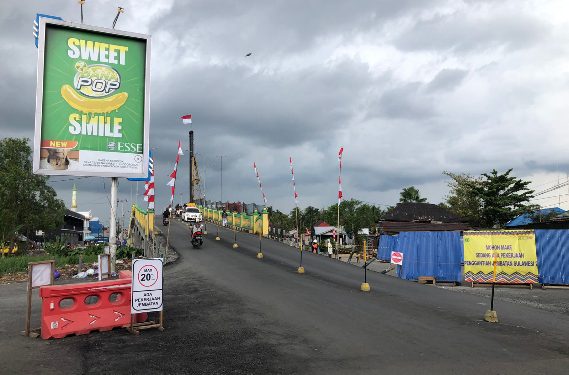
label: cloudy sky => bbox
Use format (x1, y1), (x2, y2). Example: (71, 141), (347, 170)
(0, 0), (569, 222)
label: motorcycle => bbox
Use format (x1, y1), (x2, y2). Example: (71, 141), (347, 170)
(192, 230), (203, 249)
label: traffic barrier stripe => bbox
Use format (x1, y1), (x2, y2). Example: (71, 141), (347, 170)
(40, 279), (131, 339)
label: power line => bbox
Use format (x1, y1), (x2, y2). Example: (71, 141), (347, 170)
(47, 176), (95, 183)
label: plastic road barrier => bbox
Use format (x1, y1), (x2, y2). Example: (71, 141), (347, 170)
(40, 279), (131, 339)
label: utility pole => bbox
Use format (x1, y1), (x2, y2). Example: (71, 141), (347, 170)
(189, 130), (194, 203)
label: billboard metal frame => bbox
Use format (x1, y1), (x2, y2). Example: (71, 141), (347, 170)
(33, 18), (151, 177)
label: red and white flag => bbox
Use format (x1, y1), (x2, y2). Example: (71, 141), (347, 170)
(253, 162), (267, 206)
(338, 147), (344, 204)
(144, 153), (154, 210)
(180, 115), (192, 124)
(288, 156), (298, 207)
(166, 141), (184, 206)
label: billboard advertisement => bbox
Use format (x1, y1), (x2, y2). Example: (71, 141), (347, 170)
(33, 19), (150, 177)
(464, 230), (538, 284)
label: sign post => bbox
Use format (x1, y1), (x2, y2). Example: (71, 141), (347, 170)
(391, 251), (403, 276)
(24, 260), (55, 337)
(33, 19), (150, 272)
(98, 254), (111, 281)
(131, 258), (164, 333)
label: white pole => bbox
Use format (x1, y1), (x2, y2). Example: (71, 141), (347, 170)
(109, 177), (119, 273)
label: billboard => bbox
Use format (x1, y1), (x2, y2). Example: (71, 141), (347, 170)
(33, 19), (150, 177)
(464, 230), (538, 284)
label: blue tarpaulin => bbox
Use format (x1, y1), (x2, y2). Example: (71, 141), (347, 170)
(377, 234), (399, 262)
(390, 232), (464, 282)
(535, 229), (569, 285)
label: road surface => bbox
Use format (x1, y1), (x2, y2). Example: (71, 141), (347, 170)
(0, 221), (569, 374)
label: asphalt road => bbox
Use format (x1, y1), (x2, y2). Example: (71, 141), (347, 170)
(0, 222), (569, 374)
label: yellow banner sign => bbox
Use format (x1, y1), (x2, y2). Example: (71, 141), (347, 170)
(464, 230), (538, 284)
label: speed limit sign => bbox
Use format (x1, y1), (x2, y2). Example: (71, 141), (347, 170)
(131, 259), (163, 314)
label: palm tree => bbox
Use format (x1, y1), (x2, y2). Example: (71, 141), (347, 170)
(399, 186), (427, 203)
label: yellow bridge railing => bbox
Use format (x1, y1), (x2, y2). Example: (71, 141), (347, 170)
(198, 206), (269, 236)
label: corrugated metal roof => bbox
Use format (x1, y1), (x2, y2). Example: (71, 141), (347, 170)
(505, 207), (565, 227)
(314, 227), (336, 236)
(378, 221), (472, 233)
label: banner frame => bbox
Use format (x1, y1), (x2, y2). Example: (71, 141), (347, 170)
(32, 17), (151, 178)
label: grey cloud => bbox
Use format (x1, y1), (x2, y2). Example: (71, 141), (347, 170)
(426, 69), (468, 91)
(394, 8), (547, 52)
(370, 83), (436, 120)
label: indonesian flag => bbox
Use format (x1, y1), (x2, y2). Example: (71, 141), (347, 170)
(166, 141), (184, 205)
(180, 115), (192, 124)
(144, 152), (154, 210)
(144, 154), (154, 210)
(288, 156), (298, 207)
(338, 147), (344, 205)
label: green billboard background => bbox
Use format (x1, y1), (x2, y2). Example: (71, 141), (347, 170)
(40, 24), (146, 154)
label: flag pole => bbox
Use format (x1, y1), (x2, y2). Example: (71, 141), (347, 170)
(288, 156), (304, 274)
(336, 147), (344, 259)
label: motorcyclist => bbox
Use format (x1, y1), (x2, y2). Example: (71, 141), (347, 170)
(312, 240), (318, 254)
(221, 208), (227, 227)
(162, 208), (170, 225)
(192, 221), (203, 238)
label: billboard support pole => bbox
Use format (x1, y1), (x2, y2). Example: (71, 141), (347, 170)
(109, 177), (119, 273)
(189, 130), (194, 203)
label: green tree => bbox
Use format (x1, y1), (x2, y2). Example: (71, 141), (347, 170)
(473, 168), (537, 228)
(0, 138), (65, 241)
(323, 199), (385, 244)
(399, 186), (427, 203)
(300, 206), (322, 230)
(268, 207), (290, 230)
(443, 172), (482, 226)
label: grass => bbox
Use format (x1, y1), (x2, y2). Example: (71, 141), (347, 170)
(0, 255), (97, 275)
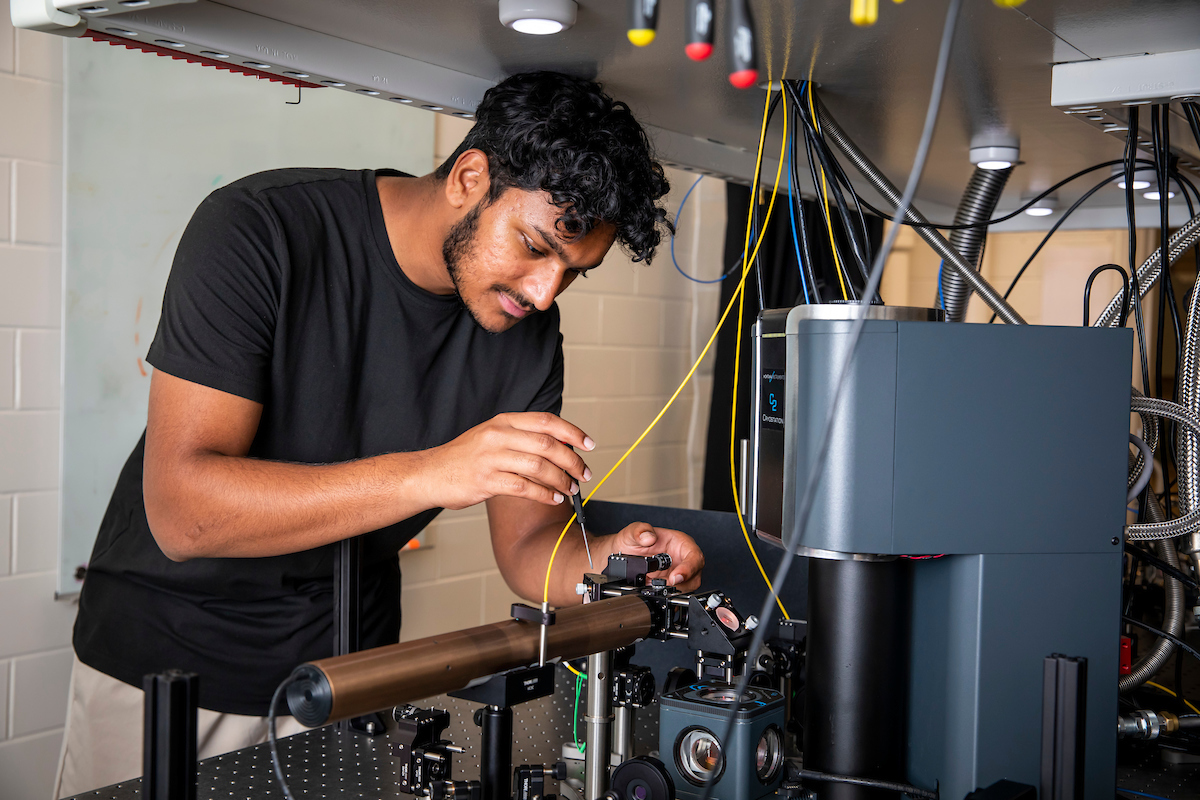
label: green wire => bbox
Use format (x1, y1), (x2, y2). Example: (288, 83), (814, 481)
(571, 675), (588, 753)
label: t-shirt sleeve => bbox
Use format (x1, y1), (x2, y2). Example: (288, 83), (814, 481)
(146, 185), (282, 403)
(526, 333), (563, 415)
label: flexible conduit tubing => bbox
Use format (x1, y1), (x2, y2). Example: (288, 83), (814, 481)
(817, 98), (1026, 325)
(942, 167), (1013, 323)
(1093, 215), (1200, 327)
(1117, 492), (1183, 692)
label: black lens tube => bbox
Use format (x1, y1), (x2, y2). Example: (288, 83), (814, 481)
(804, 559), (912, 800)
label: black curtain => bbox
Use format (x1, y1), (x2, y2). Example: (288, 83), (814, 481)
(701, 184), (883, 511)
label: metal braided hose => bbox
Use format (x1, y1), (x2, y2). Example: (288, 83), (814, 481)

▶ _Requirements_
Could you copy every one of the entries above word for word, leaving out the pictures?

▶ _Reply_
label: cloudy sky => bbox
Use format (x1, y1), (x2, y2). Example: (71, 141), (347, 170)
(0, 0), (569, 222)
label: motorcycle => bbox
Use format (x1, y1), (x2, y2). Example: (71, 141), (347, 170)
(192, 230), (203, 249)
label: traffic barrier stripe => bbox
Use format (x1, y1), (x2, y2). Example: (71, 141), (347, 170)
(40, 279), (131, 339)
label: power line => bbox
Use format (x1, y1), (x2, y2). Example: (71, 141), (347, 170)
(47, 176), (95, 183)
label: plastic road barrier => bbox
Use format (x1, y1), (x2, y2). Example: (71, 141), (347, 170)
(40, 279), (131, 339)
label: utility pole => bbox
Use format (x1, y1), (x2, y2). Example: (71, 141), (347, 170)
(189, 130), (194, 203)
label: billboard metal frame => bbox
Use format (x1, y1), (x2, y2). Example: (71, 141), (347, 170)
(33, 18), (151, 177)
label: red and white flag => bbox
Use format (x1, y1), (x2, y2). Example: (71, 141), (347, 170)
(253, 162), (267, 206)
(338, 147), (344, 204)
(144, 153), (154, 210)
(180, 115), (192, 124)
(288, 156), (298, 207)
(166, 141), (184, 206)
label: billboard advertisement => bbox
Use format (x1, y1), (x2, y2). Example: (71, 141), (347, 170)
(33, 19), (150, 177)
(464, 230), (538, 284)
label: sign post => bbox
Use format (x1, y1), (x2, y2). Example: (71, 141), (347, 170)
(391, 251), (403, 276)
(24, 260), (55, 337)
(33, 19), (150, 272)
(98, 254), (111, 281)
(131, 258), (164, 333)
label: white pole => bbox
Use format (x1, y1), (x2, y2). Example: (71, 141), (347, 170)
(109, 177), (119, 273)
label: billboard => bbox
Use format (x1, y1), (x2, y2). Example: (71, 141), (347, 170)
(33, 19), (150, 177)
(464, 230), (538, 284)
label: blue tarpaulin => bbox
Use format (x1, y1), (x2, y2). Example: (71, 141), (347, 170)
(377, 234), (399, 262)
(390, 232), (464, 282)
(535, 229), (569, 285)
label: road surface => bbox
Use format (x1, y1), (x2, y2). Example: (71, 141), (347, 170)
(0, 221), (569, 374)
label: asphalt road => bbox
Use format (x1, y1), (x2, y2). Example: (71, 141), (347, 170)
(0, 222), (569, 374)
label: yellow banner sign => bbox
Use format (x1, y1), (x2, y2). Example: (71, 141), (347, 170)
(464, 230), (538, 284)
label: speed limit sign => bbox
Use format (x1, y1), (x2, y2). Example: (71, 141), (347, 170)
(131, 259), (163, 314)
label: palm tree => bbox
Use format (x1, y1), (x2, y2). Example: (71, 141), (347, 170)
(399, 186), (427, 203)
label: yellow bridge railing => bbox
Use format (x1, y1), (x2, y2). Example: (71, 141), (347, 170)
(198, 206), (269, 236)
label: corrugated metal roof => bbox
Use format (x1, y1), (x2, y2). Example: (71, 141), (347, 170)
(505, 207), (565, 227)
(314, 227), (336, 236)
(378, 221), (472, 233)
label: banner frame => bbox
Use format (x1, y1), (x2, y2). Example: (71, 141), (347, 170)
(32, 17), (151, 178)
label: grey cloud => bbox
Use format (x1, y1), (x2, y2). Example: (71, 141), (347, 170)
(426, 69), (468, 91)
(394, 8), (547, 52)
(370, 83), (436, 120)
label: indonesian flag => bbox
Use format (x1, y1), (x2, y2). Example: (71, 141), (347, 170)
(166, 141), (184, 205)
(180, 115), (192, 124)
(144, 152), (154, 210)
(144, 154), (154, 210)
(288, 156), (298, 207)
(338, 147), (344, 205)
label: green billboard background => bbox
Use format (x1, y1), (x2, y2). Example: (71, 141), (347, 170)
(40, 24), (146, 154)
label: flag pole => bbox
Use format (x1, y1), (x2, y2). Example: (71, 141), (347, 170)
(288, 156), (304, 274)
(336, 147), (344, 259)
label: motorcyclist => bbox
Use format (x1, y1), (x2, y2). Example: (71, 141), (347, 170)
(312, 240), (318, 254)
(221, 208), (227, 227)
(162, 208), (170, 225)
(192, 221), (203, 238)
label: billboard support pole => bbox
Use format (x1, y1), (x2, y2). Example: (71, 141), (347, 170)
(109, 177), (119, 273)
(189, 130), (194, 203)
label: green tree => bbox
Use format (x1, y1), (x2, y2). Example: (71, 141), (347, 170)
(473, 168), (537, 228)
(0, 138), (65, 241)
(323, 199), (385, 244)
(399, 186), (427, 203)
(300, 206), (322, 230)
(268, 207), (290, 230)
(443, 172), (482, 226)
label: grass => bbox
Use format (x1, y1), (x2, y2). Example: (71, 141), (347, 170)
(0, 255), (97, 275)
label: green wire => bbox
Use format (x1, y1), (x2, y2). Example: (288, 83), (814, 481)
(571, 675), (588, 753)
label: t-shirt sleeve => bbox
Use format (x1, y1), (x2, y2). Example: (288, 83), (814, 481)
(146, 185), (282, 403)
(526, 333), (563, 415)
label: flexible conduit tubing => bbox
Use format (x1, y1), (x2, y2). Example: (288, 83), (814, 481)
(817, 98), (1026, 325)
(942, 167), (1013, 323)
(1093, 215), (1200, 327)
(1117, 492), (1183, 692)
label: black lens tube => bbox
Use format (x1, y1), (x2, y2). Example: (288, 83), (814, 481)
(804, 559), (912, 800)
label: black curtain => bbox
Use format (x1, y1), (x2, y2). Example: (288, 83), (814, 481)
(701, 184), (883, 511)
label: metal braided hose => bbox
Use format (x1, y1), (x2, y2). Example: (288, 83), (814, 481)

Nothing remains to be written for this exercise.